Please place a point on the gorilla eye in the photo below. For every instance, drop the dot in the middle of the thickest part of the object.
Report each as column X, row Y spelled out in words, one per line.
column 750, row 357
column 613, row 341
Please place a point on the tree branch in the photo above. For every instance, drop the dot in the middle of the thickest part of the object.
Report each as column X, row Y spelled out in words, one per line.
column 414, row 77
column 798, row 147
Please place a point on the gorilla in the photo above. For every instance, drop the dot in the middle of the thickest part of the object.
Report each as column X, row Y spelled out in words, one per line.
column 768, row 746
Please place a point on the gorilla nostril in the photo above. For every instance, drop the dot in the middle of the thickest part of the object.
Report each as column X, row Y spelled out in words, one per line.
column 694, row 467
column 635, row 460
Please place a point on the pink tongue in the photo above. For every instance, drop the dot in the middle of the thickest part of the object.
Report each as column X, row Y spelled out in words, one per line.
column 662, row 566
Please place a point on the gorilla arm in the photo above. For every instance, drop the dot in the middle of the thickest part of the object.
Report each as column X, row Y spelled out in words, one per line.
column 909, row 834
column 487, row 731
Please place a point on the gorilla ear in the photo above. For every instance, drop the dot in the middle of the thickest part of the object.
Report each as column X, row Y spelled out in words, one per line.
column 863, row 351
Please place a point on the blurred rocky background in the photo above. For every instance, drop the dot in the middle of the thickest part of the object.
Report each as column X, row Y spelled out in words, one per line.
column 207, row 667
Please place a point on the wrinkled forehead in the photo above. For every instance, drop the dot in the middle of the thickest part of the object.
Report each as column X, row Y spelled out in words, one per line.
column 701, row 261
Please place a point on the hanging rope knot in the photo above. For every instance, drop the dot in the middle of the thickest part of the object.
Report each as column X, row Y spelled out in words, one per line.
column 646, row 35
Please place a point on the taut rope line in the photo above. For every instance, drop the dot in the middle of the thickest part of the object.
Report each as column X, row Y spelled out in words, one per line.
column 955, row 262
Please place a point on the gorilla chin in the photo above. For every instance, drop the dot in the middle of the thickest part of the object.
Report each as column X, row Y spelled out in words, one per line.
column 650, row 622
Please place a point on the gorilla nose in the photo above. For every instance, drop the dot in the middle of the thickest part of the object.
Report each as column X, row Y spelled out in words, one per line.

..............................

» OBJECTIVE:
Reproduce the listing above with "thickest part" changed to "widest part" wherever it occurs, and leave every other word as it is.

» THE SOLUTION:
Please place a point on the gorilla eye in the photo below. For every instance, drop the dot in the middle of the widest part of the object.
Report each as column X, row Y spelled out in words, one per line.
column 750, row 357
column 613, row 341
Please place a point on the tree branch in the photo above. For every instance, drop the dot in the middle of the widest part of the object.
Report each as column X, row Y spelled out in words, one per line.
column 414, row 77
column 798, row 147
Please place a point on the gorilla in the photo above. For every instance, drop the dot in the middle of the widest part of the object.
Report each as column X, row Y spelled out in words, one per line.
column 768, row 746
Please place a point on the gorilla nostril in the photo above. For every instance, drop the dot in the middle of the widest part of the object.
Report each as column X, row Y spelled out in words, one per line.
column 694, row 467
column 635, row 460
Please place a point on the pink tongue in the photo above. For every instance, drop the dot in the middle of the widest part of the object.
Report each as column X, row Y spelled out in words, one per line.
column 662, row 566
Please place a point on the gorilla arm in the photo above. For every instance, drop the dot in the middle of the widest part of the object.
Report each as column X, row Y spelled out in words, one per line.
column 909, row 834
column 487, row 731
Please place a point on the gorilla ear in the photo above. For every instance, drop the dot in the middle of the widest part of the object.
Report each as column X, row Y spelled out in words, one per line.
column 863, row 351
Please place a point on the blurred rocky background in the photo above. For every instance, drop the dot in the middle of the widest part of the object.
Report each as column X, row Y spelled out in words, one per line.
column 207, row 667
Please place a point on the wrinkled forehead in the photo above. For every instance, drop the dot in the middle of the widest part of the object.
Report each as column X, row Y spelled out in words, one per line.
column 701, row 261
Please place a point on the hanging rope knot in the photo above. For every instance, drop the dot in the middle of the widest part of the object.
Report each as column X, row Y spelled out in words, one per line.
column 646, row 35
Please place a point on the taut rope line in the photo above. For every instance, drop the dot in the middle of the widest part of the object.
Report each as column X, row Y spelled out in words, one per line.
column 955, row 262
Please place a point on the gorilla chin in the photo above. For every instance, drop the dot in the middle of the widest part of the object.
Report each as column X, row Y spelled out in words, one per line.
column 650, row 622
Please place a point on the gorilla nose in the photo above. For every instance, drop the dot in the middle of the widest part of the object.
Report each as column X, row Y spelled out in words, one per line.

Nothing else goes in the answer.